►

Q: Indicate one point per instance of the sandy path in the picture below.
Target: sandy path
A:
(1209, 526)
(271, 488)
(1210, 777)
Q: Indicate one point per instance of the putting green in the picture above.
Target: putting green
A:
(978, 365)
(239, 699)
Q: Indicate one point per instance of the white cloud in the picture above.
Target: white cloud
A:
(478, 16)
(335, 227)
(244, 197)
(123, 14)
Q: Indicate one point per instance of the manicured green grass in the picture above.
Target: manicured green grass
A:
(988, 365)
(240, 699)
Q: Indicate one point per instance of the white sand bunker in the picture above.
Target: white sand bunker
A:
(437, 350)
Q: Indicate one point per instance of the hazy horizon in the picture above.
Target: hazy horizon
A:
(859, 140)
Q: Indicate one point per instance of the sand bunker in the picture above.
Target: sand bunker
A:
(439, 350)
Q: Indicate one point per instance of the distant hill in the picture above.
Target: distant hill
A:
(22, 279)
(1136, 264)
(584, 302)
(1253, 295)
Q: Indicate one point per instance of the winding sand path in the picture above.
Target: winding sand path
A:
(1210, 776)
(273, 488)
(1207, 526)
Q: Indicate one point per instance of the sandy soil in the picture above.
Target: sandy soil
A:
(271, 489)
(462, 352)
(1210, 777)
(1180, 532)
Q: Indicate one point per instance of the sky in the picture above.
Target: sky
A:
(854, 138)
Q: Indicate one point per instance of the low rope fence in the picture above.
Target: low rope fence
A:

◄

What needs to be done → Each of the records is to be repeated word for word.

Answer for the task →
Q: Indicate one point per instance of the sandy path in the picture below.
Target: sandy path
A:
(1209, 526)
(271, 488)
(1210, 777)
Q: Indicate one point per instance of the putting green in the picture above.
Target: putting green
A:
(978, 365)
(239, 699)
Q: Indicate one point per instance of the white cloud in the picture above.
Target: white cloud
A:
(478, 16)
(335, 227)
(244, 197)
(123, 14)
Q: Indicate one point per instance of the manicured green grass in the picture above.
Target: manicured green grass
A:
(988, 365)
(240, 699)
Q: Indicate one point per instance of the white sand bunker in the picture above.
Target: white sand bunker
A:
(437, 350)
Q: Indicate one point per instance of the hazy horizon in the picture above.
Target: hazy horizon
A:
(859, 140)
Q: Indicate one point per instance of the sand bunker in the picture above.
Target: sand bunker
A:
(439, 350)
Q: Indicate one point per instance of the distant hill in the picture above.
Target: distant hill
A:
(22, 279)
(1136, 264)
(584, 302)
(1253, 295)
Q: Indicate one point per instance of the winding sand path in the picture above.
Target: winding sand path
A:
(1210, 776)
(273, 488)
(1207, 526)
Q: Indicate one point per instance of the sandy soil in the picture above.
Target: sandy soil
A:
(271, 489)
(462, 352)
(1210, 777)
(1180, 532)
Q: Indicate one point per instance of the sky in the picture above.
Target: sky
A:
(854, 138)
Q: Indicate one point per instance of the low rope fence in the picture above.
Target: low rope fence
A:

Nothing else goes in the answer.